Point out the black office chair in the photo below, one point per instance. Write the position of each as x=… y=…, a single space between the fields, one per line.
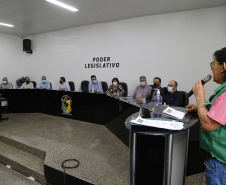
x=125 y=87
x=85 y=86
x=72 y=85
x=185 y=97
x=104 y=86
x=34 y=84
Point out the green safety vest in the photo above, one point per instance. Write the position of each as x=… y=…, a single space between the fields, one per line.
x=215 y=141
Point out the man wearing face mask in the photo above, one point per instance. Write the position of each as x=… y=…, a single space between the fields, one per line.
x=95 y=86
x=44 y=84
x=27 y=84
x=115 y=89
x=142 y=90
x=157 y=86
x=173 y=97
x=5 y=84
x=63 y=85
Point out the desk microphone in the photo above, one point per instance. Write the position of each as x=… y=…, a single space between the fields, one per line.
x=207 y=78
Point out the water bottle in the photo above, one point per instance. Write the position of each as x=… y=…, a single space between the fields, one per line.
x=144 y=101
x=158 y=98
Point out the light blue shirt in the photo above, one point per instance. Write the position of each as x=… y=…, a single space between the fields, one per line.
x=97 y=87
x=43 y=85
x=65 y=86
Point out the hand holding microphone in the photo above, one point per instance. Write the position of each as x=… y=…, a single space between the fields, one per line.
x=206 y=79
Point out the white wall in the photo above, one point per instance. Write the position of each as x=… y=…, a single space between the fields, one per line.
x=11 y=58
x=176 y=46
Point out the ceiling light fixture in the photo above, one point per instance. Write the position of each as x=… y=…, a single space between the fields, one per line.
x=4 y=24
x=63 y=5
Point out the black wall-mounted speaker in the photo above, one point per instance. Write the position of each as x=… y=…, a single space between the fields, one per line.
x=26 y=45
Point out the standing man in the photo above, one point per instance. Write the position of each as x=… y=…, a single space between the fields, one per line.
x=157 y=86
x=95 y=86
x=44 y=84
x=27 y=84
x=173 y=97
x=5 y=84
x=63 y=85
x=142 y=90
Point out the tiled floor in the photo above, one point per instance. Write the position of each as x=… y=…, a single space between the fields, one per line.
x=11 y=177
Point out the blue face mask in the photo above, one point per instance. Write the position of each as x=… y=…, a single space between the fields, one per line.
x=142 y=83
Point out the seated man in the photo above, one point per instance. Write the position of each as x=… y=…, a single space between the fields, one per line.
x=95 y=86
x=142 y=90
x=157 y=86
x=44 y=84
x=173 y=97
x=115 y=89
x=27 y=84
x=5 y=84
x=63 y=85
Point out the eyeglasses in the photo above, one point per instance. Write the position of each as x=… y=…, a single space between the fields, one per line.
x=211 y=64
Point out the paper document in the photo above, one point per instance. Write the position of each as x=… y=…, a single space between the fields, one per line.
x=165 y=124
x=174 y=113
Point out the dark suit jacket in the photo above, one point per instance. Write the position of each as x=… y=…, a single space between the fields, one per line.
x=163 y=92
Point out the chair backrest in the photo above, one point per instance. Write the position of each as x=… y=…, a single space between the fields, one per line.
x=185 y=97
x=85 y=86
x=72 y=85
x=34 y=84
x=104 y=86
x=125 y=87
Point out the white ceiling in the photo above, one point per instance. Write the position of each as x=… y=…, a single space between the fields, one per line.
x=38 y=16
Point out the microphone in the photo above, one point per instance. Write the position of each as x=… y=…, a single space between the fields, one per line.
x=207 y=78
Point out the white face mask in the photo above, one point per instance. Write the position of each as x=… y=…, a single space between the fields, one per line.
x=170 y=89
x=115 y=83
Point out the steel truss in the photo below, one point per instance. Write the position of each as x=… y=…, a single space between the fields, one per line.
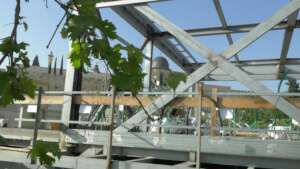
x=214 y=60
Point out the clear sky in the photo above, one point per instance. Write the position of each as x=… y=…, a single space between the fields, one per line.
x=184 y=13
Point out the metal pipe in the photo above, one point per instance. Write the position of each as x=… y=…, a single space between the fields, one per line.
x=246 y=93
x=37 y=121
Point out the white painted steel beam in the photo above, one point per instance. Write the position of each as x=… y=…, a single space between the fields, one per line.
x=288 y=34
x=147 y=28
x=210 y=31
x=115 y=3
x=148 y=65
x=224 y=23
x=219 y=61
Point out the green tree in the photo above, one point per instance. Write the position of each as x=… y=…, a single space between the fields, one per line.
x=91 y=37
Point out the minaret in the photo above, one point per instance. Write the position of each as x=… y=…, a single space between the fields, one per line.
x=36 y=61
x=61 y=65
x=50 y=59
x=54 y=71
x=96 y=69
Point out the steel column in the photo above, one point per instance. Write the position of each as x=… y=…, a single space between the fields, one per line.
x=148 y=65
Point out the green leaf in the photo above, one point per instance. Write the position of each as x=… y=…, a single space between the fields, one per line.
x=174 y=79
x=44 y=152
x=25 y=25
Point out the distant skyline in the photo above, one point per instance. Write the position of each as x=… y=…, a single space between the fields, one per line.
x=184 y=13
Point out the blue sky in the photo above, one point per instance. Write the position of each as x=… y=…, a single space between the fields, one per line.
x=184 y=13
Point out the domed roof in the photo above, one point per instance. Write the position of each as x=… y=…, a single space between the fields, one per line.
x=160 y=63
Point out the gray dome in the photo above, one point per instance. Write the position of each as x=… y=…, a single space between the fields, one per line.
x=160 y=63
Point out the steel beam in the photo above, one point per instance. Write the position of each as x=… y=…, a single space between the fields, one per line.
x=147 y=29
x=210 y=31
x=219 y=61
x=148 y=65
x=123 y=3
x=286 y=42
x=224 y=23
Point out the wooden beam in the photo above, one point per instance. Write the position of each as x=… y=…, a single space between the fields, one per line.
x=224 y=102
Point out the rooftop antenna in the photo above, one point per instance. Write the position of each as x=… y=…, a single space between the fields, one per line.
x=61 y=65
x=36 y=61
x=54 y=71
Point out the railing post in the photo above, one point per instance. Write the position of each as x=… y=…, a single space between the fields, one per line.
x=111 y=129
x=37 y=120
x=198 y=158
x=20 y=117
x=213 y=117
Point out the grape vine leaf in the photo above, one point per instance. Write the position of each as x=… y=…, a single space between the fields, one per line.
x=46 y=153
x=174 y=79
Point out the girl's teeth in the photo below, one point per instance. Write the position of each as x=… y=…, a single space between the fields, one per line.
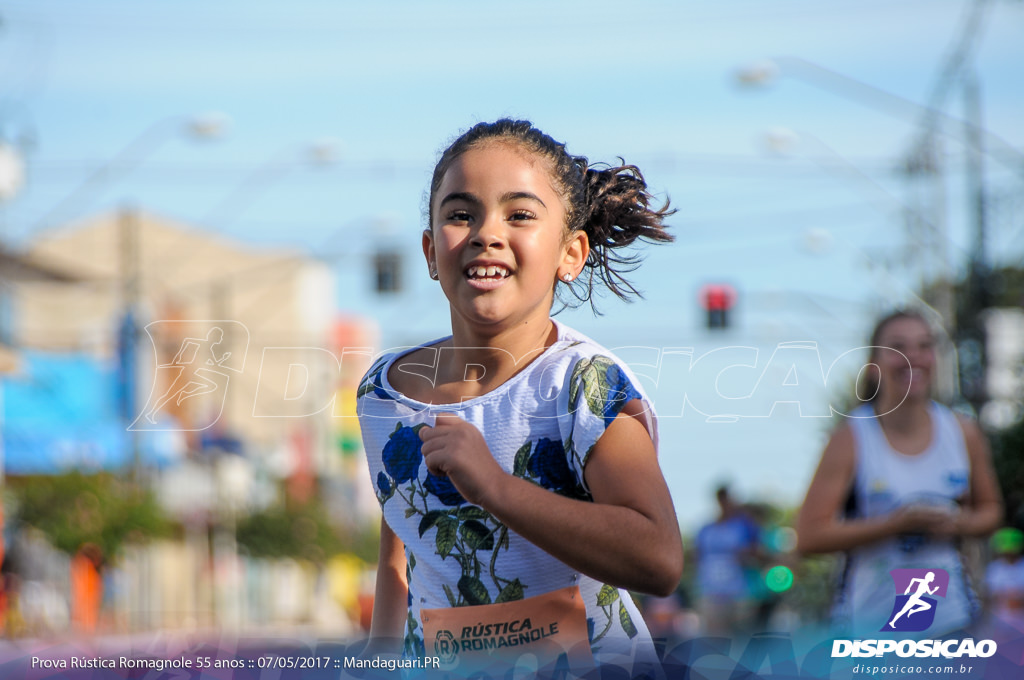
x=486 y=272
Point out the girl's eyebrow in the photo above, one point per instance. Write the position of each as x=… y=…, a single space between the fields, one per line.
x=508 y=197
x=515 y=196
x=460 y=196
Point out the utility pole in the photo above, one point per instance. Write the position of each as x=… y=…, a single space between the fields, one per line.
x=972 y=339
x=128 y=244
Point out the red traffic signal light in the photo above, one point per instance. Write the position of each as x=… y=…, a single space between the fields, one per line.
x=718 y=300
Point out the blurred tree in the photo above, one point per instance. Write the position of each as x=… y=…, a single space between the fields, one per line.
x=1008 y=457
x=73 y=509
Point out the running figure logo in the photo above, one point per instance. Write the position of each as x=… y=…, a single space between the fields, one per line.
x=201 y=366
x=914 y=609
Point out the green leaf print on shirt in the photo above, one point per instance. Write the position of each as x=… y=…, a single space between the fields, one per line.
x=591 y=374
x=606 y=598
x=462 y=532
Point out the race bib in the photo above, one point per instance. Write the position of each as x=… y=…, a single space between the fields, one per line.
x=552 y=628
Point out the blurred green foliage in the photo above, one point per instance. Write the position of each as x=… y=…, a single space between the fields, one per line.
x=1008 y=458
x=73 y=508
x=301 y=530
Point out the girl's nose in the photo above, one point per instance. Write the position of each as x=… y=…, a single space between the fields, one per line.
x=491 y=234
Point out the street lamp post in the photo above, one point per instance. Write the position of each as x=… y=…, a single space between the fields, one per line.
x=925 y=158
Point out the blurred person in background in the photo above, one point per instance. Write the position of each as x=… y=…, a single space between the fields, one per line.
x=86 y=588
x=726 y=551
x=899 y=484
x=1005 y=578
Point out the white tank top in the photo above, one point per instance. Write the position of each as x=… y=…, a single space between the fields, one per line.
x=884 y=481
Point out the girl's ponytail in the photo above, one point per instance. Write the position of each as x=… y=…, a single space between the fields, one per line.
x=614 y=213
x=611 y=205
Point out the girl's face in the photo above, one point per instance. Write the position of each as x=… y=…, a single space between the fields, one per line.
x=498 y=238
x=908 y=369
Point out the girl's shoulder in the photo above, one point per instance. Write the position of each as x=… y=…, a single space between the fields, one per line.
x=380 y=378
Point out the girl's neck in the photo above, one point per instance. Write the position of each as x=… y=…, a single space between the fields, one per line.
x=489 y=359
x=906 y=416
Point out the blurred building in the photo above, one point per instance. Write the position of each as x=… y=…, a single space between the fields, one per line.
x=227 y=343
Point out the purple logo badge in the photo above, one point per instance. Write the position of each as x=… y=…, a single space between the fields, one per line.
x=915 y=593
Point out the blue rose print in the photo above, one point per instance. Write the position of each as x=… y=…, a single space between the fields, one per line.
x=621 y=390
x=374 y=381
x=443 y=490
x=549 y=467
x=402 y=454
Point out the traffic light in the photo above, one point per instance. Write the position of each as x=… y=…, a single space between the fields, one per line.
x=387 y=271
x=718 y=300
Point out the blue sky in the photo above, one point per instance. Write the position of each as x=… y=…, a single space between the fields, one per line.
x=813 y=239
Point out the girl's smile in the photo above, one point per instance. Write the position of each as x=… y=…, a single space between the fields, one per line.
x=907 y=371
x=498 y=237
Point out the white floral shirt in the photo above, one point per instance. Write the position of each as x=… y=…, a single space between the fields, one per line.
x=541 y=425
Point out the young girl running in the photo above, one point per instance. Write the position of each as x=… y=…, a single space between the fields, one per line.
x=515 y=461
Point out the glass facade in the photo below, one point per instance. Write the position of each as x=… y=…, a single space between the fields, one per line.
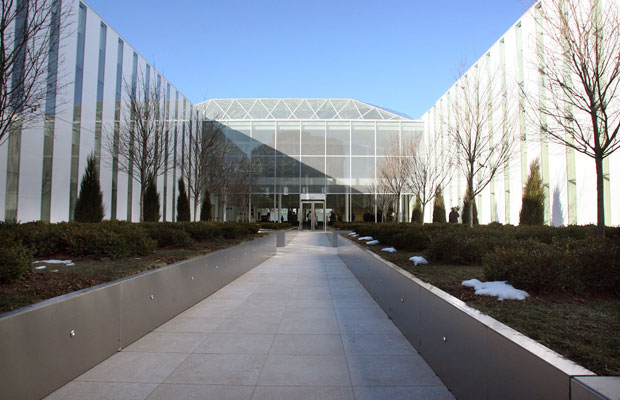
========
What is expected
An exact copy is required of the lines from the one holding "Point out the young" to the end of the entries above, both included; no pictures belong in it.

Your solution
Point out the young girl running in the photo above, one point per instance. Write the position of each as x=… y=…, a single space between the fields, one per line.
x=515 y=461
Point out the glass facade in the photo below, one point per instance. Write the position of each as x=… y=…, a single space between the fields, one per line.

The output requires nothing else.